**Exercise brief**
Copy the items below word for word, beginning at the line that contains "Could you kindly segment every instance of the steep" and continuing through the line that contains "1L0 200L132 200L133", with both of those lines included.

* START Given entries *

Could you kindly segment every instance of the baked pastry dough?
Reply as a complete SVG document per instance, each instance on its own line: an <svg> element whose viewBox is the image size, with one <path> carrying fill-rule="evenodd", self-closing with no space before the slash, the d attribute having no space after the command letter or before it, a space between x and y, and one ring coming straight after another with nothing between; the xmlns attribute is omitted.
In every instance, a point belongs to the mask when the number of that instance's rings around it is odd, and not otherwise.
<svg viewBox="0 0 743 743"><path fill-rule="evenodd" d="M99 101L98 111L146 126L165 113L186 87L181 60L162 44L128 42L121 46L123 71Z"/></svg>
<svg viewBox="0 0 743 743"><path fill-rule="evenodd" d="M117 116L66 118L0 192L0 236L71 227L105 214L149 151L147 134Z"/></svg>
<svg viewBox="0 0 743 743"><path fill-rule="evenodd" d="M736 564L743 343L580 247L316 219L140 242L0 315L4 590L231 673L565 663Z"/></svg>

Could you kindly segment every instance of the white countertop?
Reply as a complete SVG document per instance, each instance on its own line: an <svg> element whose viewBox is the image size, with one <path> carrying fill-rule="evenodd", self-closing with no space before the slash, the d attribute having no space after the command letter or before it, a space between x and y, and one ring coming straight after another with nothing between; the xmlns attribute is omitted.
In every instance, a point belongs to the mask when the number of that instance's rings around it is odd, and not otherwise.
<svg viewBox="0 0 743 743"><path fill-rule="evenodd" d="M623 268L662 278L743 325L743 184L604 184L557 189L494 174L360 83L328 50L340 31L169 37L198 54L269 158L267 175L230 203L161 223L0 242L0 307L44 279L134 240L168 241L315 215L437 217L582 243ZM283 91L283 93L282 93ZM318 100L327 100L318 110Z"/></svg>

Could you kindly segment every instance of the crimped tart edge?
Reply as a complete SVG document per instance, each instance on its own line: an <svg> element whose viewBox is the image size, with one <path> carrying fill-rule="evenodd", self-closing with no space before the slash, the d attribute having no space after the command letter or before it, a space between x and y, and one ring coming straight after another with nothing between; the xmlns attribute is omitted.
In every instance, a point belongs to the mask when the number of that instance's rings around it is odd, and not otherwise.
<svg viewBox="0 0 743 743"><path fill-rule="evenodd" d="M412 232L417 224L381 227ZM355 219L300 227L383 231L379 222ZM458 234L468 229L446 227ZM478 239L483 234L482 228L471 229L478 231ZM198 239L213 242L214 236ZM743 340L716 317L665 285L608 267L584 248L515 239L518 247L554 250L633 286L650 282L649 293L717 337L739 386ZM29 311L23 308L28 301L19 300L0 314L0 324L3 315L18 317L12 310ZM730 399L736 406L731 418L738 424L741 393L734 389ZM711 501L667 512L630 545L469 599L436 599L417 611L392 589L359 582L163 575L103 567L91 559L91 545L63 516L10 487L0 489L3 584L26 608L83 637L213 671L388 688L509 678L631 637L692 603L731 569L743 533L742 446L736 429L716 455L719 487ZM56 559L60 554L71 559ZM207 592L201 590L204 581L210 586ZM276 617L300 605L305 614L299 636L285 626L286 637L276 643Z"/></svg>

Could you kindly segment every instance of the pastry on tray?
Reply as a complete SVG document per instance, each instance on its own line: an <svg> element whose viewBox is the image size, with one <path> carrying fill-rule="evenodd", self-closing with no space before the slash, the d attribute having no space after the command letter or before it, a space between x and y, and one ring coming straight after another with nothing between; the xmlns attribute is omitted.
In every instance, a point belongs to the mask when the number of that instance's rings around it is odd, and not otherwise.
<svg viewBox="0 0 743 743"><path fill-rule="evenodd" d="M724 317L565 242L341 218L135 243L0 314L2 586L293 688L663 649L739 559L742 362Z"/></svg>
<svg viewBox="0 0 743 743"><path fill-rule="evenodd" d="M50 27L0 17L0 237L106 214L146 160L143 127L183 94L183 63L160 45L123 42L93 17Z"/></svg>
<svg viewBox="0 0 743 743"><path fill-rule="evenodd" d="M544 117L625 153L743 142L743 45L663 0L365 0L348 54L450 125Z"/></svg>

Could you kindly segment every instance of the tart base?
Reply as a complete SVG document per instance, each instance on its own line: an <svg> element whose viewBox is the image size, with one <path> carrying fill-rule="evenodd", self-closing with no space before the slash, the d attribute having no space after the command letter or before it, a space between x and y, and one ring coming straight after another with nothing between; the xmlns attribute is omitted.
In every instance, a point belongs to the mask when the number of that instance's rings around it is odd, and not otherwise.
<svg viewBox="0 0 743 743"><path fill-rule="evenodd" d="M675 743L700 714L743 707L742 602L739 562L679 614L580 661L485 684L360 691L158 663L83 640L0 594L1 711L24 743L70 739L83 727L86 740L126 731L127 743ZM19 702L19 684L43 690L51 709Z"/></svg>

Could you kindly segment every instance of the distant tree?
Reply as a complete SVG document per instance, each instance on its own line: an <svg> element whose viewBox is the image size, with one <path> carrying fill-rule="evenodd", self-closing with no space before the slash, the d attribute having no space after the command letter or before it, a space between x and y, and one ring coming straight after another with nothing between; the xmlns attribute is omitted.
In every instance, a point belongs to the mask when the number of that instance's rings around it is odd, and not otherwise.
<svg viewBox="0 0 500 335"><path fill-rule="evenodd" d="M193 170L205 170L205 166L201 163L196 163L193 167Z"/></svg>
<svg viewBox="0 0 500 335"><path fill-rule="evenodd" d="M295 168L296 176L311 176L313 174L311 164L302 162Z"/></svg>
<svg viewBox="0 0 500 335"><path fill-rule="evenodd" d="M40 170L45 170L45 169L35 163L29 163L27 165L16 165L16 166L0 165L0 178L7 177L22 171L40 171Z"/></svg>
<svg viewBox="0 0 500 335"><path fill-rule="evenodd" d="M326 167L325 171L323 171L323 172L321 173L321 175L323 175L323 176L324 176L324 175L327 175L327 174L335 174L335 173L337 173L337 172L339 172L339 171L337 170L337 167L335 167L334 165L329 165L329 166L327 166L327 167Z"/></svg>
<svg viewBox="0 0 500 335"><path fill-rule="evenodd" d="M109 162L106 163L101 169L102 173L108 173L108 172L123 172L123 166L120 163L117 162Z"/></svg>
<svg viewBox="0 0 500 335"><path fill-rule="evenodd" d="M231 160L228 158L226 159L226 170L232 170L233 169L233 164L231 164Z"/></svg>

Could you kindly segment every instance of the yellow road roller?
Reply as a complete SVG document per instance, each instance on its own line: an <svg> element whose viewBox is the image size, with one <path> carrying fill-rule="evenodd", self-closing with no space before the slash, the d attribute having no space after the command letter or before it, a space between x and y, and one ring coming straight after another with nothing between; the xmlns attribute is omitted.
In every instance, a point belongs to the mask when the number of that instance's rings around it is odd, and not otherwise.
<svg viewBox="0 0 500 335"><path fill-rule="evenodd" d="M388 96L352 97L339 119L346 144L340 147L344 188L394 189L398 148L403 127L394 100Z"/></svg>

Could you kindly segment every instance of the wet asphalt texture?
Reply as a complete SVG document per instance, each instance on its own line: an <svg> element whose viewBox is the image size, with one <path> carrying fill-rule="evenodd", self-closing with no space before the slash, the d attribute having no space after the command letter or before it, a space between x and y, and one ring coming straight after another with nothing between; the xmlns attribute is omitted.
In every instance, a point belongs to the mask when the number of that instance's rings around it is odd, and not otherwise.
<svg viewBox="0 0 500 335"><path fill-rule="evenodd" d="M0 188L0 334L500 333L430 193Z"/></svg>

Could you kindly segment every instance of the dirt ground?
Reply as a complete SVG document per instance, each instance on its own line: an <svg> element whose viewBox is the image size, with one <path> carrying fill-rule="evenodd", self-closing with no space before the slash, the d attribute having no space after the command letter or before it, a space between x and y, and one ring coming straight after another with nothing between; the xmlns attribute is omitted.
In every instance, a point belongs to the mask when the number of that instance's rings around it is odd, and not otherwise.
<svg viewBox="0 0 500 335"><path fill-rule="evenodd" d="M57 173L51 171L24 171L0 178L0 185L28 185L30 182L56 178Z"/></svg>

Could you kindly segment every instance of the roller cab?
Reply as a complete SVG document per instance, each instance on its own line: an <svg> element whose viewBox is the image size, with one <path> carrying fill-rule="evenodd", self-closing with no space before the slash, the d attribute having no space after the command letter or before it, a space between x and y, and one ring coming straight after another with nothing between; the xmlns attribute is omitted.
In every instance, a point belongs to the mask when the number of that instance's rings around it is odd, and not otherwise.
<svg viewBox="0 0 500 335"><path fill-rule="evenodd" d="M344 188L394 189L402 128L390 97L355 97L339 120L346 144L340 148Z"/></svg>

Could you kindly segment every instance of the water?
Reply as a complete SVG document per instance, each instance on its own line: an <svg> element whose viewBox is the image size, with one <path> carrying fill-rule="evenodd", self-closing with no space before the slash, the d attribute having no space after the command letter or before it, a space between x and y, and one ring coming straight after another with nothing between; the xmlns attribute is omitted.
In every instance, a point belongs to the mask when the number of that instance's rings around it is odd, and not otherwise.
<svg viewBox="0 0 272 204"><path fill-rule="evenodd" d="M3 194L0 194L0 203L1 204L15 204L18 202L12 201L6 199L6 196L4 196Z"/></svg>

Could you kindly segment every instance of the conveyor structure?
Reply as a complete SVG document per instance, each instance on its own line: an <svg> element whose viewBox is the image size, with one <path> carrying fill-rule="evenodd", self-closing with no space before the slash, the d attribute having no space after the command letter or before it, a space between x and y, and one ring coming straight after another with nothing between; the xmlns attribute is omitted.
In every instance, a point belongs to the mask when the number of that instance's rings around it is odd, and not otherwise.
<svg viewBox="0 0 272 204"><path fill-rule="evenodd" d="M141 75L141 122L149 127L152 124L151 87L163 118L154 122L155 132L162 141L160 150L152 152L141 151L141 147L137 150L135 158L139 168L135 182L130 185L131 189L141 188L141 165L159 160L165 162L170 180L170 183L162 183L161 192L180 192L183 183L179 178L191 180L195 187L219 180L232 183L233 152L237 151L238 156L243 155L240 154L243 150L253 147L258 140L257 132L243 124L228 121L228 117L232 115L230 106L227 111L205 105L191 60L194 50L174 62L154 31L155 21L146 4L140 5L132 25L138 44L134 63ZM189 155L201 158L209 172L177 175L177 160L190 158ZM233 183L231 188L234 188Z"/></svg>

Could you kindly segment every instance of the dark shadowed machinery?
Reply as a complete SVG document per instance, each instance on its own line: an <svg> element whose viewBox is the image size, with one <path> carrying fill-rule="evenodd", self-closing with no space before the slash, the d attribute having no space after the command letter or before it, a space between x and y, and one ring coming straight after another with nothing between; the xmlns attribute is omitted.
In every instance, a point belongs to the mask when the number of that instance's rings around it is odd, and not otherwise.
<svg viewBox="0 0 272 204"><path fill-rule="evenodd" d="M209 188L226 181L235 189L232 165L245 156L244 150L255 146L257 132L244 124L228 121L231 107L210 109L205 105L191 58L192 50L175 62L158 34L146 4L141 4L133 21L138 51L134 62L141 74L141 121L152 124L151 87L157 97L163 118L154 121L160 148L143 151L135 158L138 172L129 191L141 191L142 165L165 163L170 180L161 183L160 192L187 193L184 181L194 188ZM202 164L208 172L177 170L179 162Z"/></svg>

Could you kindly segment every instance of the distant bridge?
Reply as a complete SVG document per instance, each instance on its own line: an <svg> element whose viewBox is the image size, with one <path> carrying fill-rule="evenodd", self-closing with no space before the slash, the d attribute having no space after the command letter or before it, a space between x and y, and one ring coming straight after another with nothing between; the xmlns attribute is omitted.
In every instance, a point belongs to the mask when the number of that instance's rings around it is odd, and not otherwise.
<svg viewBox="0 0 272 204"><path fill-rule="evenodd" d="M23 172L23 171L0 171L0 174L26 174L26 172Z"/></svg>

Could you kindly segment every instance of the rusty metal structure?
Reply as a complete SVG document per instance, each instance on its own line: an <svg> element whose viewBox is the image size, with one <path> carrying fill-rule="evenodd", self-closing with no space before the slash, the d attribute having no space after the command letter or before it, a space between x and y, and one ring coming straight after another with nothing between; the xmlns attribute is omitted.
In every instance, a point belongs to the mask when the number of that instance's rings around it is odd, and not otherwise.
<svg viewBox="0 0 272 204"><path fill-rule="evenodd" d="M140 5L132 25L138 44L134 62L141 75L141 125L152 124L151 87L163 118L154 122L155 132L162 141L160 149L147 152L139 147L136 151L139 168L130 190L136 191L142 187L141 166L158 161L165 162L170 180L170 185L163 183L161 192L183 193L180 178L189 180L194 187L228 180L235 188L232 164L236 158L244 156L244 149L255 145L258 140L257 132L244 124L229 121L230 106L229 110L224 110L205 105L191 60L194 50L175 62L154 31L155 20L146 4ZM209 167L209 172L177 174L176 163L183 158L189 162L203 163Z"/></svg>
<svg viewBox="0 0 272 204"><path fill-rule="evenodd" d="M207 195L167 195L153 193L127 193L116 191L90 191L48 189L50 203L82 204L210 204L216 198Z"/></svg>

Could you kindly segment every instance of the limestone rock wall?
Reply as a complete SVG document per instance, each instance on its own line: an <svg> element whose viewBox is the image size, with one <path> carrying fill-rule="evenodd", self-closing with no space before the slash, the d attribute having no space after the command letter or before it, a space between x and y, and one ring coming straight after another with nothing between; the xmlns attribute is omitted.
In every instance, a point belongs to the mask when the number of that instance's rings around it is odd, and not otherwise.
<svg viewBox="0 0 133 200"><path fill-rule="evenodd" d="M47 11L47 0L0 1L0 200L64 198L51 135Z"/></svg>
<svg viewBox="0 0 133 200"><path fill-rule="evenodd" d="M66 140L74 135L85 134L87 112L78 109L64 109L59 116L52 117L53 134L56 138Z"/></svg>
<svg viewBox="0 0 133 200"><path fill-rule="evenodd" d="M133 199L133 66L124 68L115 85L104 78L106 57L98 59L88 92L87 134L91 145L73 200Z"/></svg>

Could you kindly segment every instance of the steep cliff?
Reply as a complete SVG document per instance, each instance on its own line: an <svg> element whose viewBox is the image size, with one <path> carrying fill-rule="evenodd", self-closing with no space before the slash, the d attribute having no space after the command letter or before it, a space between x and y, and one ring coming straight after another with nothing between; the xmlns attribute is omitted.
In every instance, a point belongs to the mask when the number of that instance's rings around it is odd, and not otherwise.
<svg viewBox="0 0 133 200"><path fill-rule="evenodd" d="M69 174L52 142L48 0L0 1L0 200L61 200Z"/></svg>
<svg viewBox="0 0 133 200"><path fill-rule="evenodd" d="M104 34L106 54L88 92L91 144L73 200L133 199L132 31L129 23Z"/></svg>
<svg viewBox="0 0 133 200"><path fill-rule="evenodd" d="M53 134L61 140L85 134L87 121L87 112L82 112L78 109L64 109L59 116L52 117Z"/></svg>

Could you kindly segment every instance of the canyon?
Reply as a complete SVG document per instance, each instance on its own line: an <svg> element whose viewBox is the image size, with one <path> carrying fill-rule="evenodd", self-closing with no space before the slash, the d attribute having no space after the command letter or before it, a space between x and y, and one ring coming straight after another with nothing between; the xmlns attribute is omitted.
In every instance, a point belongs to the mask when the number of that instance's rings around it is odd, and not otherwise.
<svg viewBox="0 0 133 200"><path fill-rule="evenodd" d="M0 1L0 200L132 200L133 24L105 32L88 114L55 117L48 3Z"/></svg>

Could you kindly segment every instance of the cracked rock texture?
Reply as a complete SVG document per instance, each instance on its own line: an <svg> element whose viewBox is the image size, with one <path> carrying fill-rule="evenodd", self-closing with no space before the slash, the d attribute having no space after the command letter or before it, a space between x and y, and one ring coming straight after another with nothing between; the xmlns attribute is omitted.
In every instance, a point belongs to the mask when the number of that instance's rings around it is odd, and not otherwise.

* END Given entries *

**In response**
Could you kindly segment every instance of the steep cliff?
Reply as a complete SVG document per instance, each instance on its own line: an <svg> element whose viewBox is the image size, with one <path> carrying fill-rule="evenodd", self-closing with no space before the slash, the d attribute having no space after the command letter or before it, a space between x and y, and one ring coming straight after another with nothing between; the xmlns attribute is omitted.
In every instance, a point belongs to the mask when the number of that instance's rings around it is odd, and not otherwise.
<svg viewBox="0 0 133 200"><path fill-rule="evenodd" d="M69 174L52 142L48 0L0 1L0 200L61 200Z"/></svg>
<svg viewBox="0 0 133 200"><path fill-rule="evenodd" d="M104 34L106 54L88 92L91 144L73 200L133 199L132 31L129 23Z"/></svg>
<svg viewBox="0 0 133 200"><path fill-rule="evenodd" d="M53 134L61 140L85 134L87 121L87 112L82 112L78 109L64 109L59 116L52 117Z"/></svg>

Could you kindly segment every instance of the canyon?
Reply as a complete SVG document per instance, each instance on its own line: an <svg> element whose viewBox is the image size, with one <path> carrying fill-rule="evenodd", self-closing with no space before the slash, the d attribute having no space after the command letter or before it, a space between x and y, and one ring coming straight after another with nothing between; the xmlns attribute is omitted.
In every instance, a point belongs to the mask when the number of that instance's rings around it is odd, and not otherwise.
<svg viewBox="0 0 133 200"><path fill-rule="evenodd" d="M0 1L0 200L132 200L133 24L105 32L88 114L55 117L48 3Z"/></svg>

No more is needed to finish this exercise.